== Point-based annotation data ==
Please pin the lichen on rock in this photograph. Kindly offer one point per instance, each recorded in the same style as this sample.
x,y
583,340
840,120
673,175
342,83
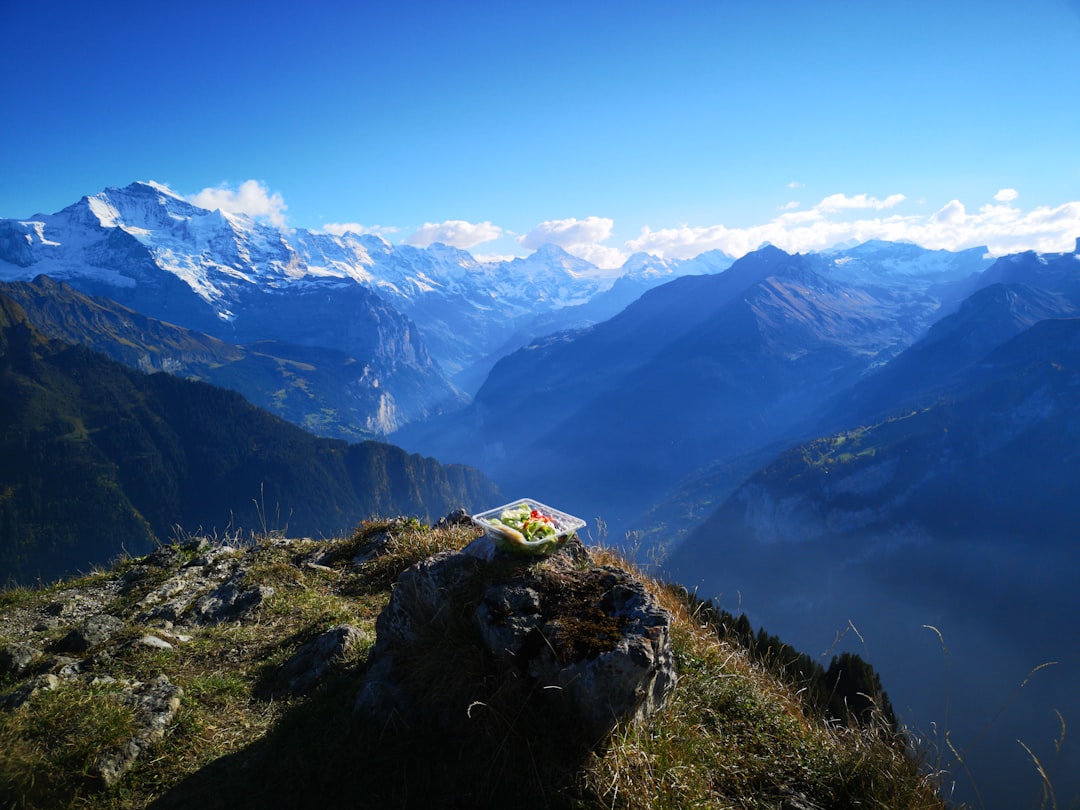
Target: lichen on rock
x,y
588,644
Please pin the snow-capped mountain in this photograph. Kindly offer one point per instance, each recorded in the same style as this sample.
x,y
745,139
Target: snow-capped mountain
x,y
153,251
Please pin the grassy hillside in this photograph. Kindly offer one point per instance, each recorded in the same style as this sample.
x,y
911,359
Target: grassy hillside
x,y
734,734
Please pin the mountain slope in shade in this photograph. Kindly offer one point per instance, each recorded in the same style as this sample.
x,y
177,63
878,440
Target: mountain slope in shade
x,y
700,369
987,319
96,459
960,516
217,272
321,390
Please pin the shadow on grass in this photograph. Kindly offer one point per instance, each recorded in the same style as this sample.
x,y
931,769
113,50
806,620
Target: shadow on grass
x,y
508,751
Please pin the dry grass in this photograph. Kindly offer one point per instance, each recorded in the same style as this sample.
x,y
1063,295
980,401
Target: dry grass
x,y
732,736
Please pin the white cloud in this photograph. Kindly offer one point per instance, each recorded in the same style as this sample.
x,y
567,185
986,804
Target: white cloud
x,y
455,232
568,233
583,238
1001,228
838,202
251,198
339,229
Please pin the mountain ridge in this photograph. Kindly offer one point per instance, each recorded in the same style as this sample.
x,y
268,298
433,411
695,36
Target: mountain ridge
x,y
97,458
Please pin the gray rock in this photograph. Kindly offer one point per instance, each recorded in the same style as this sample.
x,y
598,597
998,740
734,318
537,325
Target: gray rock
x,y
15,659
457,517
154,642
310,664
154,705
31,687
591,639
229,602
95,631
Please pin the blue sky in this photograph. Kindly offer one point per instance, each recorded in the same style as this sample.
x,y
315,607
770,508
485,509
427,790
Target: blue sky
x,y
606,127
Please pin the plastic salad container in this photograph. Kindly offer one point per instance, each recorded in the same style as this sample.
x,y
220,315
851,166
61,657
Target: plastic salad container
x,y
528,526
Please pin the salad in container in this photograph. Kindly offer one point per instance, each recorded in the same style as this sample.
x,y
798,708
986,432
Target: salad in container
x,y
528,526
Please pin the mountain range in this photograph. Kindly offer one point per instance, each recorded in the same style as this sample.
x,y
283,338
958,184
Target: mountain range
x,y
417,316
878,434
97,460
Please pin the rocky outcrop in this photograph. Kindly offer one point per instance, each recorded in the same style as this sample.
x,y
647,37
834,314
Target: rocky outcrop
x,y
588,642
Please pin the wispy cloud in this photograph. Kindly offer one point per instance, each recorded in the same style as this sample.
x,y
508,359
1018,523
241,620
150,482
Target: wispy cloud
x,y
339,229
1001,227
455,232
841,202
583,238
251,198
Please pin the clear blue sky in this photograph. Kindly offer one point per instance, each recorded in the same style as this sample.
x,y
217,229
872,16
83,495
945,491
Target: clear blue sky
x,y
604,126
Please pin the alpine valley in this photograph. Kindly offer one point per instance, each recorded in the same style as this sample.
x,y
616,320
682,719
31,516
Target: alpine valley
x,y
876,445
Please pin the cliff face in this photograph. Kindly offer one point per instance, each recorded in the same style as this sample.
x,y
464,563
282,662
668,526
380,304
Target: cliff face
x,y
219,676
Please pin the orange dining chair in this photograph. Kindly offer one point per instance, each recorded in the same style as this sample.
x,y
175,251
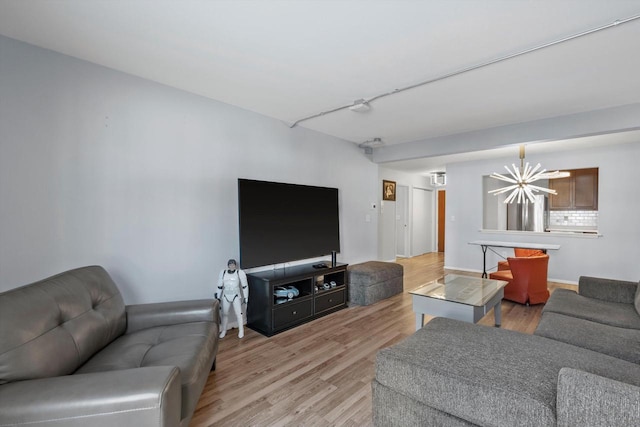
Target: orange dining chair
x,y
527,279
519,253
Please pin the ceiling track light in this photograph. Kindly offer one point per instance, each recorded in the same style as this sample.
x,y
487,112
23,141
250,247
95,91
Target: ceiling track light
x,y
364,103
360,106
370,144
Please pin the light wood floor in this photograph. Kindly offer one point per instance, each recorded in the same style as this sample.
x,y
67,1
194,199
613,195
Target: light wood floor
x,y
319,374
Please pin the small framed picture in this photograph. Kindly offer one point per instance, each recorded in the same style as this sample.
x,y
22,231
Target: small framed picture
x,y
389,190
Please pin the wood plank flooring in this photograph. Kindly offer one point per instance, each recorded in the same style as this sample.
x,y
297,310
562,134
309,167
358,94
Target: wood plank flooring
x,y
319,374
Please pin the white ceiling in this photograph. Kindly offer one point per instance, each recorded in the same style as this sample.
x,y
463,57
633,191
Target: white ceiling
x,y
293,59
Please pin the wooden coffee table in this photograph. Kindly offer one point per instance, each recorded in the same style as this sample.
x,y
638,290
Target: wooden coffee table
x,y
459,297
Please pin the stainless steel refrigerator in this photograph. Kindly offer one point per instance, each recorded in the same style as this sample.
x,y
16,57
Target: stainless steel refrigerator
x,y
528,216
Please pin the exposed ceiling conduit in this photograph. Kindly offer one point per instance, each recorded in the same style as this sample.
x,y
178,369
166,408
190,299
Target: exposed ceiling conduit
x,y
472,68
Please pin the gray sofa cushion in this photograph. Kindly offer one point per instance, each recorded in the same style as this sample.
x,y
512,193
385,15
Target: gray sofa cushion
x,y
486,375
79,312
622,343
565,301
585,399
611,290
189,346
391,409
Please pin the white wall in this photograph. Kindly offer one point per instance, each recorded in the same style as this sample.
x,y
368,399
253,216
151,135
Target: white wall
x,y
387,210
614,255
100,167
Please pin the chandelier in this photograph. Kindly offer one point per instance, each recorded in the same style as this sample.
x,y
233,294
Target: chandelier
x,y
521,179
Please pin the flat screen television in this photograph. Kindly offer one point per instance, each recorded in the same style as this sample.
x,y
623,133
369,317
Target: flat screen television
x,y
282,222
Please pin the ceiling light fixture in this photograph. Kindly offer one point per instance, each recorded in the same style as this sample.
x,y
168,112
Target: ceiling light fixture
x,y
521,179
364,103
438,179
370,144
360,106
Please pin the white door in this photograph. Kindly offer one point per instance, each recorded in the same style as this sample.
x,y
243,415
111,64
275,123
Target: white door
x,y
402,220
423,223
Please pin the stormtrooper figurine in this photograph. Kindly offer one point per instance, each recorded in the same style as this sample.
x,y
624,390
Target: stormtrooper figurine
x,y
232,290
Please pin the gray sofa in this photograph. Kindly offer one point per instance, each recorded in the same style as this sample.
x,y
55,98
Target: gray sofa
x,y
580,368
72,354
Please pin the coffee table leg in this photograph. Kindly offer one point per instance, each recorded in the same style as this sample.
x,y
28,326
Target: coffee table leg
x,y
419,321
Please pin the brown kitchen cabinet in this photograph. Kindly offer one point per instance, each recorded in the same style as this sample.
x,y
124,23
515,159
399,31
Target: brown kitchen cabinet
x,y
579,191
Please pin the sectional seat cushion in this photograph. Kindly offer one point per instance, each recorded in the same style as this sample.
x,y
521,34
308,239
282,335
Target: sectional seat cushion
x,y
486,375
622,343
572,304
188,346
79,313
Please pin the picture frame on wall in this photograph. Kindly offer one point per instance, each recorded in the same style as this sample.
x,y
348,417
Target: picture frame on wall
x,y
389,190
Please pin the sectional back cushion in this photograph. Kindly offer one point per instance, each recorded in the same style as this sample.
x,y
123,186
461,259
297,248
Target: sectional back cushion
x,y
51,327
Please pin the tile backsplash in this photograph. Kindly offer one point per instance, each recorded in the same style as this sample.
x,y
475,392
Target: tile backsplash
x,y
567,219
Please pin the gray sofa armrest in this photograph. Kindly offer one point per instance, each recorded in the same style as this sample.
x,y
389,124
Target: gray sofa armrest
x,y
586,399
132,397
143,316
607,289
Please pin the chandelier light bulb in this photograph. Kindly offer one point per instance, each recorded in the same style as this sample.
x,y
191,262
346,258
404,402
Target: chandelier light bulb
x,y
520,181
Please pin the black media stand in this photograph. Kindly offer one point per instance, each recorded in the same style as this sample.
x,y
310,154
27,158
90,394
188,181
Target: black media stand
x,y
269,314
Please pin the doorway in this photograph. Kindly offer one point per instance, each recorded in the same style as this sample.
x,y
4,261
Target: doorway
x,y
402,220
423,223
442,197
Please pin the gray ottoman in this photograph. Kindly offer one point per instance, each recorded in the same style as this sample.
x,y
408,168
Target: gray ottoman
x,y
373,281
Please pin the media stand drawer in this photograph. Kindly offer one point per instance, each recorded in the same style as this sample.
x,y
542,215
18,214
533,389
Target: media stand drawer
x,y
291,313
330,299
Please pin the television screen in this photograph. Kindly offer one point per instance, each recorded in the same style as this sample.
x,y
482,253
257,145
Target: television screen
x,y
286,222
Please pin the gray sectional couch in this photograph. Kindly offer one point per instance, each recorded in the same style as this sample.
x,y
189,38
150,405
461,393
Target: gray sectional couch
x,y
580,368
72,354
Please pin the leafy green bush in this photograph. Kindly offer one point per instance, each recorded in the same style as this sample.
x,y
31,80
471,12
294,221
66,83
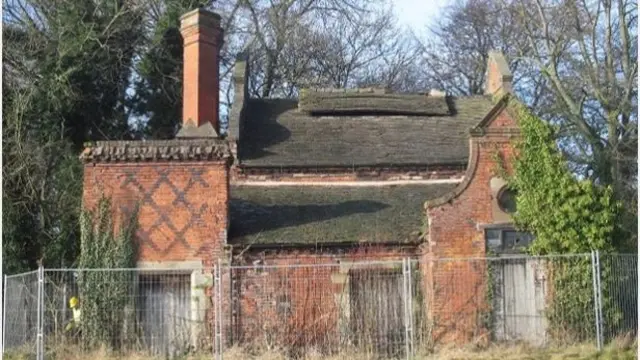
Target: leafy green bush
x,y
106,294
566,215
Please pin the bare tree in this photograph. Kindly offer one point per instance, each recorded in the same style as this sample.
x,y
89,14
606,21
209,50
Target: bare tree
x,y
455,49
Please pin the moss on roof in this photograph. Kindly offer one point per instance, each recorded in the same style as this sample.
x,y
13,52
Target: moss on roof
x,y
319,102
275,133
297,215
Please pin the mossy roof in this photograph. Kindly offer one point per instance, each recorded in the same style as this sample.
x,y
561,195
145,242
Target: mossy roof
x,y
276,133
316,215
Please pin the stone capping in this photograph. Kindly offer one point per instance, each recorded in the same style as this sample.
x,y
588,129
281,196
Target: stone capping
x,y
501,64
156,150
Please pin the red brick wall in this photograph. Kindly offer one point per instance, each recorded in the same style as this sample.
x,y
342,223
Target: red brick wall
x,y
457,300
294,296
356,174
183,205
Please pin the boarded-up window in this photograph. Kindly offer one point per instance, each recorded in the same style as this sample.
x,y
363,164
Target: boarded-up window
x,y
377,310
164,312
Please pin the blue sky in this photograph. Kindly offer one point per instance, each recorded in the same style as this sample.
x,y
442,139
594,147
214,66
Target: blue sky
x,y
416,14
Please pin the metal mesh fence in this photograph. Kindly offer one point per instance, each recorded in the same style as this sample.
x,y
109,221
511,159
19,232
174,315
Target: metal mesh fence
x,y
155,313
376,309
20,312
619,286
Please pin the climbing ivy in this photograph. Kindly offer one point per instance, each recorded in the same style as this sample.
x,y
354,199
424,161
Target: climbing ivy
x,y
106,295
566,215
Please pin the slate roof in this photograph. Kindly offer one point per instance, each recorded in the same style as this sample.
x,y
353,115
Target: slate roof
x,y
316,215
276,133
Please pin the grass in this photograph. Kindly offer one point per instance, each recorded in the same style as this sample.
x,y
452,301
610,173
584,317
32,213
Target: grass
x,y
618,350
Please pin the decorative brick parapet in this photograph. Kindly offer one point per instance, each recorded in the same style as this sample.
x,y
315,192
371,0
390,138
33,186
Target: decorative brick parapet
x,y
156,150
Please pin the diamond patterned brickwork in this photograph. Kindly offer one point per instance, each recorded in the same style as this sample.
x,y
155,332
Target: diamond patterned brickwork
x,y
183,206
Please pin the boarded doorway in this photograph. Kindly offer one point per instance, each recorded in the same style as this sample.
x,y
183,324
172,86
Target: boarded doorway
x,y
377,310
164,310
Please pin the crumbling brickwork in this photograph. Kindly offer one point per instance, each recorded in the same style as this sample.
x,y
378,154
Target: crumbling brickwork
x,y
457,298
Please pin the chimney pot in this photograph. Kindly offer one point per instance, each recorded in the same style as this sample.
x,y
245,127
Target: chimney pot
x,y
202,38
499,77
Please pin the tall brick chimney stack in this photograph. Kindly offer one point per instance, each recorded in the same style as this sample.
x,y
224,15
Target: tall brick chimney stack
x,y
499,76
202,36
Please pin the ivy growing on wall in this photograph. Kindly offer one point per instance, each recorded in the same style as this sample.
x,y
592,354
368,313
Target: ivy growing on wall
x,y
566,215
106,296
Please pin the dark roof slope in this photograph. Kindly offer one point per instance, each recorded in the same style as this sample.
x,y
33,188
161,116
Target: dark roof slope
x,y
296,215
274,133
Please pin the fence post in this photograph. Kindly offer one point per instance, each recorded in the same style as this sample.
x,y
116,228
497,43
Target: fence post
x,y
40,320
217,294
410,299
406,287
601,319
596,307
4,313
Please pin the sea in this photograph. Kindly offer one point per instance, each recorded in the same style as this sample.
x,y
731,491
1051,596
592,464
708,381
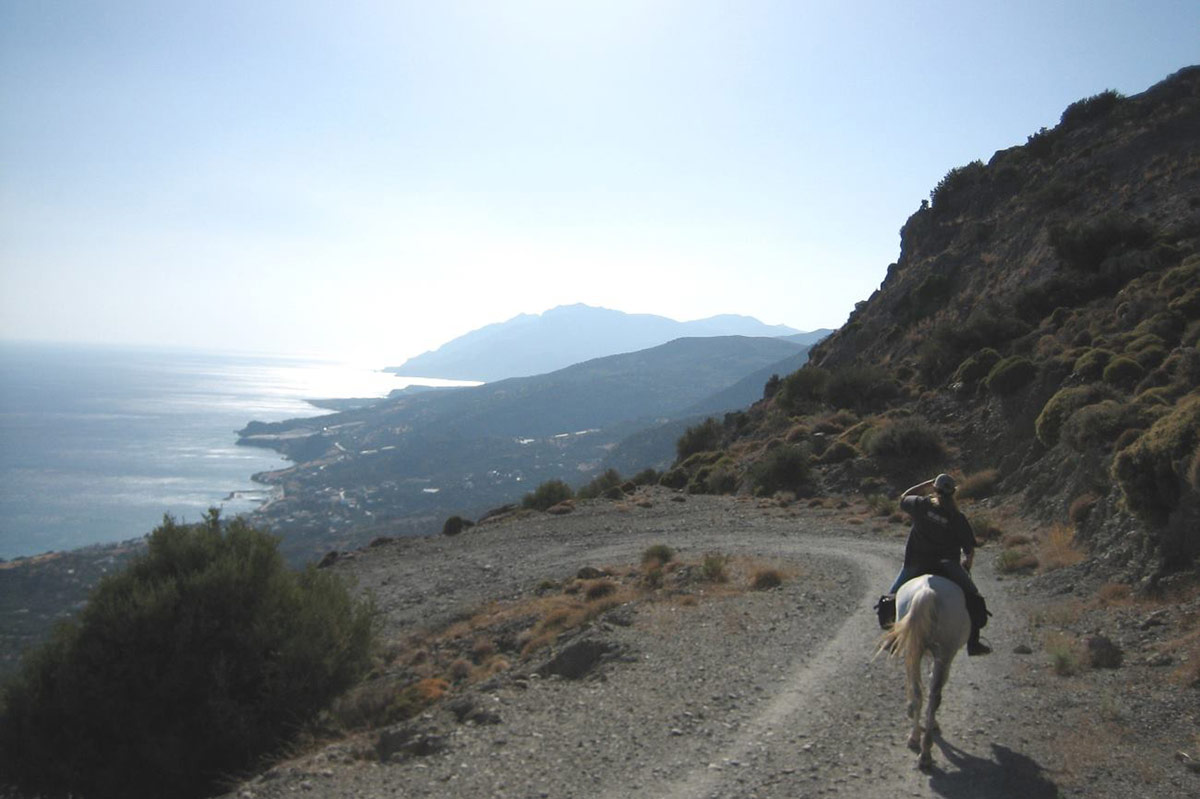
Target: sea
x,y
97,444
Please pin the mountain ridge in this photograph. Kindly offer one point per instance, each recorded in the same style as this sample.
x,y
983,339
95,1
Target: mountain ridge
x,y
529,344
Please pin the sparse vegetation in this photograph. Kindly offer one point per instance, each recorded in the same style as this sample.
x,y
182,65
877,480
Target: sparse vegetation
x,y
1011,374
705,437
1123,372
603,485
763,580
547,494
455,524
977,366
785,468
910,440
1061,406
955,181
978,485
1152,470
1066,656
1017,559
1059,548
205,654
1090,108
658,553
714,568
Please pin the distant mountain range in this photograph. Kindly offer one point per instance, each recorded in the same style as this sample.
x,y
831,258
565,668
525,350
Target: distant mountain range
x,y
571,334
407,462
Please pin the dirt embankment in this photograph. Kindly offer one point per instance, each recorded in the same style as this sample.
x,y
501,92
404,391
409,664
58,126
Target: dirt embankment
x,y
751,692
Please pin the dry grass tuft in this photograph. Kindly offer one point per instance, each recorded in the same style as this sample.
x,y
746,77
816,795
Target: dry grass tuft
x,y
599,589
985,528
1017,559
715,568
1067,656
766,578
658,553
1059,548
978,485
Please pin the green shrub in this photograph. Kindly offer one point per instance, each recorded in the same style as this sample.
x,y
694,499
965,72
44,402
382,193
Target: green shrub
x,y
1041,144
1060,407
977,366
455,524
203,656
717,479
1186,305
1084,247
1165,326
1098,426
1091,364
909,440
1123,372
700,438
1011,374
957,180
1151,472
785,468
658,553
881,505
600,485
763,580
803,389
647,478
839,452
1150,358
1091,108
675,478
547,494
978,484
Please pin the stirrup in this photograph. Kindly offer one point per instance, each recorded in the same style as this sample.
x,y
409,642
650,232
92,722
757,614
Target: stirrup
x,y
886,608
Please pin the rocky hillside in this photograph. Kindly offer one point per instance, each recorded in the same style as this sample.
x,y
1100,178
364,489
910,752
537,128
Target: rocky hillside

== REQUIRED WORK ==
Reproduce, word for word, every line starting at the line that contains "Please pin the sparse" and ending with the final line of the entries.

== TASK ANSWER ==
Please pin the sparse vegetation in this photograph. Kindly offer one point per instance, each recorded in the same style as this sample.
x,y
182,65
877,480
Target: sparse vegetation
x,y
1011,374
705,437
1123,372
603,485
763,580
547,494
455,524
977,366
785,468
910,440
1061,406
955,181
978,485
1152,470
1066,656
1017,559
1059,548
205,654
1090,108
658,553
714,568
Please pin the distant mountain range in this photograph. Kindly offer one point per instance, each recorded in the same style as this sample.
x,y
831,258
565,668
525,350
Target: distant mountain range
x,y
571,334
407,462
Please pin the dirt embankment in this photograph. Kindly offer one point per instance, each recorded in the same style as this sample.
x,y
501,92
404,391
409,664
58,126
Target: dirt embankment
x,y
751,692
Please pin the dry grass tuft in this photograph. Kindly offer one point per instance, each recorded in the same style as this sample.
x,y
746,77
816,795
Target: dry grass tuft
x,y
599,589
985,528
1017,559
715,568
1067,656
766,578
658,553
1059,548
978,485
Please pin the green shrub in this photograph. Kindly offer one point per instance, each recorded in the same style as this sample.
x,y
694,499
965,72
44,402
382,193
Target: green shrub
x,y
1041,144
1060,407
977,366
455,524
203,656
717,479
1186,305
1084,247
1165,326
1098,426
1091,364
909,440
1123,372
700,438
1011,374
957,180
1151,472
785,468
658,553
881,505
600,485
763,580
803,389
647,478
839,452
1150,358
1091,108
675,478
547,494
978,484
Please pin the stirrup in this photograph. Kindly offer one point per instance, each recorded in the same style as this sample.
x,y
409,642
650,232
92,722
757,614
Target: stirrup
x,y
886,608
Please pin the rocky hillside in this photograph. Kindly offer one point per instance, each recorded in the same style as this sample.
x,y
1100,178
364,489
910,752
537,128
Target: rocky hillside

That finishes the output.